=== KURZE AUFGABE A ===
Welcher Wortlaut steht im Text zur Bahn-Sabotage von „Stundenlang ging am“ bis „mehr zu rechnen.“? Kopiere diesen Abschnitt unverändert.
_ _ _
Sabotage-Anschlag auf die Bahn: Staatsschutz ermittelt – Kabel-Diebstahl ausgeschlossen
Kritische Infrastruktur
Sabotageakte in Norddeutschland und im Ruhrgebiet haben am Samstag Chaos im Bahnverkehr ausgelöst. Die Bahn in Deutschland wurde offenbar Ziel eines Anschlags.
Stundenlang ging am Samstag (8.10.) auf den Schienen im Norden nichts mehr. Auch im Ruhrgebiet gab es bei der Bahn große Probleme. Zugausfälle und Verspätungen am Dortmunder Hauptbahnhof beeinträchtigten etwa auch die An- und Abreise von Fußballfans.
Der Grund: Unbekannte hatten wichtige Kommunikationskabel zerstört. Nun sucht die Polizei nach den Tätern. Die Ermittlungen würden dabei in alle Richtungen geführt, erklärte die Bundespolizei. Jetzt hat der Staatsschutz beim Landeskriminalamt Berlin die Ermittlungen zur folgenschweren Bahn-Sabotage übernommen. Es sei zwar nicht auszuschließen, dass es einen politischen Hintergrund gebe, ermittelt werde aber in alle Richtungen, sagte eine Sprecherin. Mit Ergebnissen sei am Sonntag nicht mehr zu rechnen.
_ _ _
=== KURZE AUFGABE B ===
Welche Zeilen der Einträge unten enthalten das Wort „leaf“? Ermittle jede dieser Zeilen und gib sie an, wobei Groß- und Kleinschreibung zählt.
_ _ _
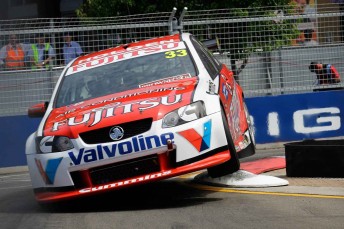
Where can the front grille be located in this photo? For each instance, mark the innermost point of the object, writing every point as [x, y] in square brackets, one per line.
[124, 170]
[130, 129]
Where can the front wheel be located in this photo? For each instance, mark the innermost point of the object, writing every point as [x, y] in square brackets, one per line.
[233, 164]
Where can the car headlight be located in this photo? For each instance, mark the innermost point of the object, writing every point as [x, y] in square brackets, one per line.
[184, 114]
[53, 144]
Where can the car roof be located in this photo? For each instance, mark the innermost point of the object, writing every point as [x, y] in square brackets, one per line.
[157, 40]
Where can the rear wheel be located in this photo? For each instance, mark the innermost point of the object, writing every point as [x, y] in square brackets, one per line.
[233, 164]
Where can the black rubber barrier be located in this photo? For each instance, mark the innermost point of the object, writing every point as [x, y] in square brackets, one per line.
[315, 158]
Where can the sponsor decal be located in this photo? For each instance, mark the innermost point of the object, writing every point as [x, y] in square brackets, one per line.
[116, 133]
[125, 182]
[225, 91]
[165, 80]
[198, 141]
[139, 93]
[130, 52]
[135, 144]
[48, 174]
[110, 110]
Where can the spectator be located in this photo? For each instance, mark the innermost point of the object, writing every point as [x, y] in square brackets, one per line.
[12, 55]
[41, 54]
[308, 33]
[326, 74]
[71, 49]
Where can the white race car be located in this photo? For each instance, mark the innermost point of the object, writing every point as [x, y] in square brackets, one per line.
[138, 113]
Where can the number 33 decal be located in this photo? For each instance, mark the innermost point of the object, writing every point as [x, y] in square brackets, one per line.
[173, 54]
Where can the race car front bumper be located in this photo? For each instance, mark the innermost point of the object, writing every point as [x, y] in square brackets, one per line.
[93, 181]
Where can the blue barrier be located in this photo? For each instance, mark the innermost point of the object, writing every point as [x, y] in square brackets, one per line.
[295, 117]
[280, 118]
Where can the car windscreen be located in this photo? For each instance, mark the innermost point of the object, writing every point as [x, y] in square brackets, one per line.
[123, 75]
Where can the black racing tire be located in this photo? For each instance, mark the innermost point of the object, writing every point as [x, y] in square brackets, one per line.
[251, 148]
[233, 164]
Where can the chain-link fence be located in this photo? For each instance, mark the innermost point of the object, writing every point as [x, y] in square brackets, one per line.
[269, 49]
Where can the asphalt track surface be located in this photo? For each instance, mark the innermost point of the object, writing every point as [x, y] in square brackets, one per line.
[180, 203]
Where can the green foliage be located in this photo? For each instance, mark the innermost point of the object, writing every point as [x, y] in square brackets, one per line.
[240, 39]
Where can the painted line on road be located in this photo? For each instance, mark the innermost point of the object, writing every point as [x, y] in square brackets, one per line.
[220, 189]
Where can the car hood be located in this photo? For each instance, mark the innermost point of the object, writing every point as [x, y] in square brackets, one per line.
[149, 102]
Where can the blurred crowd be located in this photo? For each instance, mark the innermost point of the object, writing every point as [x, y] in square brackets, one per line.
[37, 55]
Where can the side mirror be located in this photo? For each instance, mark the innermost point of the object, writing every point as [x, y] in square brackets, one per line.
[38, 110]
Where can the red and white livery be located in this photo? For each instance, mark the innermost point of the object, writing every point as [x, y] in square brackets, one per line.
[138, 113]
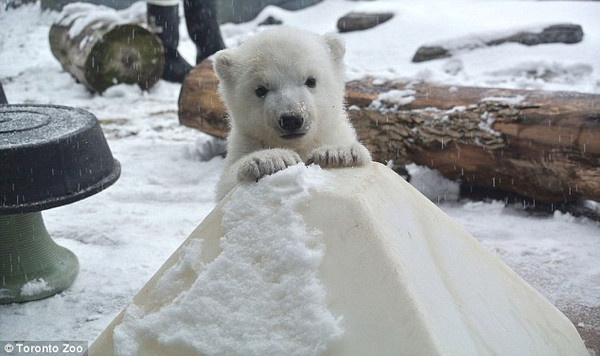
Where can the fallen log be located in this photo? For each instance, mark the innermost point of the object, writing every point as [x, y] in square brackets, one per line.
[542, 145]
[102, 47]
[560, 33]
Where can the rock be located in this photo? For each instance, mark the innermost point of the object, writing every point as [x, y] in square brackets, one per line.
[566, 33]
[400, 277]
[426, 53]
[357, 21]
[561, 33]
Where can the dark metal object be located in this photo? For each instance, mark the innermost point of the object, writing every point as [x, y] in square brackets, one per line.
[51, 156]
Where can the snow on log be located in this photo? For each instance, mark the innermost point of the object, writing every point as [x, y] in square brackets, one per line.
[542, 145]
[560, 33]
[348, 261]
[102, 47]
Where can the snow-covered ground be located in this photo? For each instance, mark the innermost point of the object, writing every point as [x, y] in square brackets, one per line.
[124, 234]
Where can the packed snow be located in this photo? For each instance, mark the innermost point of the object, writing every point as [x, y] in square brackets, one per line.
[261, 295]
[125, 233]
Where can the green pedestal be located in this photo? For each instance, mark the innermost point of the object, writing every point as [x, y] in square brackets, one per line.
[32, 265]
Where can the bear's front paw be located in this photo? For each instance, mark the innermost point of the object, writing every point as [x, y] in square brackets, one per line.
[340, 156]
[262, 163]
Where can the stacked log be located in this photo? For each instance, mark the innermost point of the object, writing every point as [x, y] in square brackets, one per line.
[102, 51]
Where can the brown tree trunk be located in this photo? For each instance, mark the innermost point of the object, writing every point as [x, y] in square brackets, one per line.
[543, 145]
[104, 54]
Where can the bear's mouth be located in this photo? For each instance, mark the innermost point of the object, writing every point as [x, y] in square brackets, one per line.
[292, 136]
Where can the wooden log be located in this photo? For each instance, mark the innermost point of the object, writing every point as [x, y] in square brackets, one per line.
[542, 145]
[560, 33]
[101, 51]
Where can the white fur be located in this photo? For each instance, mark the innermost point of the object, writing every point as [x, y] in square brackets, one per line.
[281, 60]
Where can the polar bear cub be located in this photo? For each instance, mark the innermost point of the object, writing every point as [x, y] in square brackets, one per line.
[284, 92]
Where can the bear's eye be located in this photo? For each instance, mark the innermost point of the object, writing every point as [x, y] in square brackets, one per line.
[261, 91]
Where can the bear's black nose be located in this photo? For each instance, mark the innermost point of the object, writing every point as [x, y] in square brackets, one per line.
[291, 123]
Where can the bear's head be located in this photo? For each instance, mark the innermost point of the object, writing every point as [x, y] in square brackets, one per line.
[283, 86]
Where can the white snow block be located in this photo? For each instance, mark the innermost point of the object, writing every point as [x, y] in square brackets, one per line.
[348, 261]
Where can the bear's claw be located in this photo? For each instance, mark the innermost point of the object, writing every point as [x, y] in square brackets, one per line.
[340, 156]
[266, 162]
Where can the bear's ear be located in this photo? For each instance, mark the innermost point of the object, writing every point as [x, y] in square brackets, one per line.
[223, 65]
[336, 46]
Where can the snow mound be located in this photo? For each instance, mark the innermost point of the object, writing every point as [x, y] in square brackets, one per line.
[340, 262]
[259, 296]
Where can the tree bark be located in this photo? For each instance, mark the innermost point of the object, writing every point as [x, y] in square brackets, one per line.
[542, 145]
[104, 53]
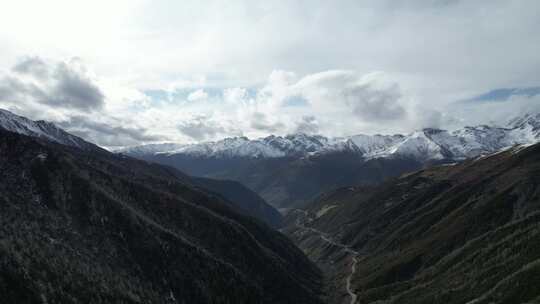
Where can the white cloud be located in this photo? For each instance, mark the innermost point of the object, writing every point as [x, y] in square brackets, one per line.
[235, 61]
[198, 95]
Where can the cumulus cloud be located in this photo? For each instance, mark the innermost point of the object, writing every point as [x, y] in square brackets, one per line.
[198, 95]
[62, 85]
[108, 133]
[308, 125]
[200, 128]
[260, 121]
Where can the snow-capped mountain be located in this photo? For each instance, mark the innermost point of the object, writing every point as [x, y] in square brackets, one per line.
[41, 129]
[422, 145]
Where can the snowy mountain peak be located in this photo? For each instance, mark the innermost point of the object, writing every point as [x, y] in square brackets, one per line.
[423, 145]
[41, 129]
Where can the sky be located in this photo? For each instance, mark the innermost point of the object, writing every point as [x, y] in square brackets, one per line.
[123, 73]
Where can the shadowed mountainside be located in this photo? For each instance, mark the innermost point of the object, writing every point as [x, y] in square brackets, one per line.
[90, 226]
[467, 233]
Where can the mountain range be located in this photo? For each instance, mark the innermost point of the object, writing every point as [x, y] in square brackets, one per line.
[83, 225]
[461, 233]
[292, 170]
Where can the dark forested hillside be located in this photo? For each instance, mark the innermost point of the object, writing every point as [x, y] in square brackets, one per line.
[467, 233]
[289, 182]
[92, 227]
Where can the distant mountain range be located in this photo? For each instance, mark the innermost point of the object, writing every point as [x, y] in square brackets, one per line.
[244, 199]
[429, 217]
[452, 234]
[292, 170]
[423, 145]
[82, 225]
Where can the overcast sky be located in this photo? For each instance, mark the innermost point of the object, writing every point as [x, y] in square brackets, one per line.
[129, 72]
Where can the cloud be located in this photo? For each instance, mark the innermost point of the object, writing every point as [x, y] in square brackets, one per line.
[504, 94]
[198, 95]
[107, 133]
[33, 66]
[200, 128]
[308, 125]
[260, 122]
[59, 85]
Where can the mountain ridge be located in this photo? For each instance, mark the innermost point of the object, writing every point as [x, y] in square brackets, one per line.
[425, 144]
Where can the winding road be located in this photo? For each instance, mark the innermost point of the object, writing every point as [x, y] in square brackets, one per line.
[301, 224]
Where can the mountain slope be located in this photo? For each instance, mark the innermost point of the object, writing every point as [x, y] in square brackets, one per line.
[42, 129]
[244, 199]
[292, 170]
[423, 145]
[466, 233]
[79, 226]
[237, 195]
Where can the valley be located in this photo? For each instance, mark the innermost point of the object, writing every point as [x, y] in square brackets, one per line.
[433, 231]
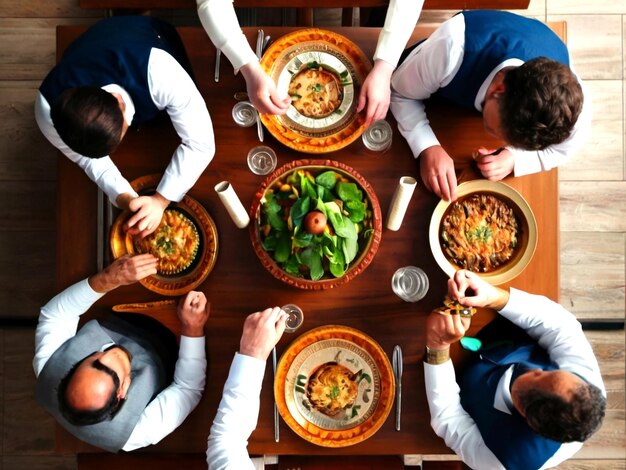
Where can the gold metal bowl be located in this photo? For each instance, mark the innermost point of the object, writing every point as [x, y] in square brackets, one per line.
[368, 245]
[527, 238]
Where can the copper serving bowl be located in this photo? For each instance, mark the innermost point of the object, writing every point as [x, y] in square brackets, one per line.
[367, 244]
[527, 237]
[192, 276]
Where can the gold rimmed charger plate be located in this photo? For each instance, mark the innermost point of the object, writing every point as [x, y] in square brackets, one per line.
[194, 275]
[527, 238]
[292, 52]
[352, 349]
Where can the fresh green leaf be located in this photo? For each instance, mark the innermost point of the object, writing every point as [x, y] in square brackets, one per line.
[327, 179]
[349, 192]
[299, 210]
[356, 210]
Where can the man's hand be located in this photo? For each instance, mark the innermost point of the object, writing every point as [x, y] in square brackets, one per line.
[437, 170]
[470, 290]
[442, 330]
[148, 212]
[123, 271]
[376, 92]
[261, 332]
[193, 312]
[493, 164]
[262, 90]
_ _ _
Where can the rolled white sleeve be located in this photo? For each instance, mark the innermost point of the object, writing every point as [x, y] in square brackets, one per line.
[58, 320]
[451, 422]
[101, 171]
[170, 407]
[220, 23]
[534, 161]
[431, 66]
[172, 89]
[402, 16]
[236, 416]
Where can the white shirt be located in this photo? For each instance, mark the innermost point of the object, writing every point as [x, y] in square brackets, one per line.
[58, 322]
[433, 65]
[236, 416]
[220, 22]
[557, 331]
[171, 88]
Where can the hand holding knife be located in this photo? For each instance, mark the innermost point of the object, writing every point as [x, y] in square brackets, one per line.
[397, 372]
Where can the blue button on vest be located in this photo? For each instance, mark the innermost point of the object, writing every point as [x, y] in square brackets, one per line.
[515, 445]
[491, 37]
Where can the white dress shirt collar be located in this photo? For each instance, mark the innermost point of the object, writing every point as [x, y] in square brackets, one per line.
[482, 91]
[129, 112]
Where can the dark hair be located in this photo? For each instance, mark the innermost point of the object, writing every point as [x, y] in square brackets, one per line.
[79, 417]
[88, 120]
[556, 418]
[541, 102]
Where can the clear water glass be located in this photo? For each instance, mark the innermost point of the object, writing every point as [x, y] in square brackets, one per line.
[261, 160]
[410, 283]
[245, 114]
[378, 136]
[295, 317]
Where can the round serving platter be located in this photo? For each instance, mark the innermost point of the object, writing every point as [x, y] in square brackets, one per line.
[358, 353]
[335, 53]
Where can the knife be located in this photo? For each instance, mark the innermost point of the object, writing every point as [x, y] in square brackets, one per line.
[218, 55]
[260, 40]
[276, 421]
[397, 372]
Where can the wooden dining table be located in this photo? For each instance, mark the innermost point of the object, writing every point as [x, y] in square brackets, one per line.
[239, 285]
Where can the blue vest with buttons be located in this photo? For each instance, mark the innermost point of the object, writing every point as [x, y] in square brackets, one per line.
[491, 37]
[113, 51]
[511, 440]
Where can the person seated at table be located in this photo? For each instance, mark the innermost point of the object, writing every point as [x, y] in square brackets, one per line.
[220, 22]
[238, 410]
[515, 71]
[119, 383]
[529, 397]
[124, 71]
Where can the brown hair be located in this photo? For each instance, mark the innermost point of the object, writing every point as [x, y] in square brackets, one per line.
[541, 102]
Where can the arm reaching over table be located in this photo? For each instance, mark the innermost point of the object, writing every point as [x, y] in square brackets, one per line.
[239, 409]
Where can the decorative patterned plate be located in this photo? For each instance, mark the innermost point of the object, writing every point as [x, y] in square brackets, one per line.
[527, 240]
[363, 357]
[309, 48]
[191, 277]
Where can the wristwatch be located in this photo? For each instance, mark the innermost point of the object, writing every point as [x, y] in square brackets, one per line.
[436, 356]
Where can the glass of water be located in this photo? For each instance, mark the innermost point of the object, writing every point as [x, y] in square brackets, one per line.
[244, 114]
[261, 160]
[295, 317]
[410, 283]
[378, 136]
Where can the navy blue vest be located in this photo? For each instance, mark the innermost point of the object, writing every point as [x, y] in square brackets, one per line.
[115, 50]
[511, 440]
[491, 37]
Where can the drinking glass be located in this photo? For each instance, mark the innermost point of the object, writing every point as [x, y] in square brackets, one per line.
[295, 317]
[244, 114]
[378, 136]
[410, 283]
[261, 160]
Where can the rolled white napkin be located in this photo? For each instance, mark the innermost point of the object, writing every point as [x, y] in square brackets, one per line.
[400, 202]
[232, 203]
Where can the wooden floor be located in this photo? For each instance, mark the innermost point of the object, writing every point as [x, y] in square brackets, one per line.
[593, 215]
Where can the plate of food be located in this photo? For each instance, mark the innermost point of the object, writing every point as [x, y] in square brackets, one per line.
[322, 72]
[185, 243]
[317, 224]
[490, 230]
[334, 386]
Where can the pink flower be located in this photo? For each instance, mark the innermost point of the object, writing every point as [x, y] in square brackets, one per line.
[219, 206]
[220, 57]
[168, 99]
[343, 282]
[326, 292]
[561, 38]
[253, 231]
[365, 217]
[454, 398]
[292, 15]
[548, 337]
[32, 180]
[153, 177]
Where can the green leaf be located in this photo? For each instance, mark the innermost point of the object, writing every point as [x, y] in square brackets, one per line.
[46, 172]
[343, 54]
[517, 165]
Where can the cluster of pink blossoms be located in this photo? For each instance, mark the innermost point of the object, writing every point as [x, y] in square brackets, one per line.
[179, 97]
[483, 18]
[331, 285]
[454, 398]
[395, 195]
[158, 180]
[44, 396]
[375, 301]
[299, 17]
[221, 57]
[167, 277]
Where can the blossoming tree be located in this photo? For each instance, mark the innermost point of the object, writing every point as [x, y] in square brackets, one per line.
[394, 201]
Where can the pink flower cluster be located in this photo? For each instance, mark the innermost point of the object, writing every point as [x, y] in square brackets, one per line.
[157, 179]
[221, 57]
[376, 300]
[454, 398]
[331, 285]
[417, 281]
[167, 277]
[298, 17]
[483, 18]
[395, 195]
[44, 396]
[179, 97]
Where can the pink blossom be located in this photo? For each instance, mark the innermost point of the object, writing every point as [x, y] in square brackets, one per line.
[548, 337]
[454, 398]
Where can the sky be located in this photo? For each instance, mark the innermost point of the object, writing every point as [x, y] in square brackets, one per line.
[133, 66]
_ _ _
=== ERGEBNIS A ===
Stundenlang ging am Samstag (8.10.) auf den Schienen im Norden nichts mehr. Auch im Ruhrgebiet gab es bei der Bahn große Probleme. Zugausfälle und Verspätungen am Dortmunder Hauptbahnhof beeinträchtigten etwa auch die An- und Abreise von Fußballfans.
Der Grund: Unbekannte hatten wichtige Kommunikationskabel zerstört. Nun sucht die Polizei nach den Tätern. Die Ermittlungen würden dabei in alle Richtungen geführt, erklärte die Bundespolizei. Jetzt hat der Staatsschutz beim Landeskriminalamt Berlin die Ermittlungen zur folgenschweren Bahn-Sabotage übernommen. Es sei zwar nicht auszuschließen, dass es einen politischen Hintergrund gebe, ermittelt werde aber in alle Richtungen, sagte eine Sprecherin. Mit Ergebnissen sei am Sonntag nicht mehr zu rechnen.

=== ERGEBNIS B ===
Where can the fresh green leaf be located in this photo? For each instance, mark the innermost point of the object, writing every point as [x, y] in square brackets, one per line.
Where can the green leaf be located in this photo? For each instance, mark the innermost point of the object, writing every point as [x, y] in square brackets, one per line.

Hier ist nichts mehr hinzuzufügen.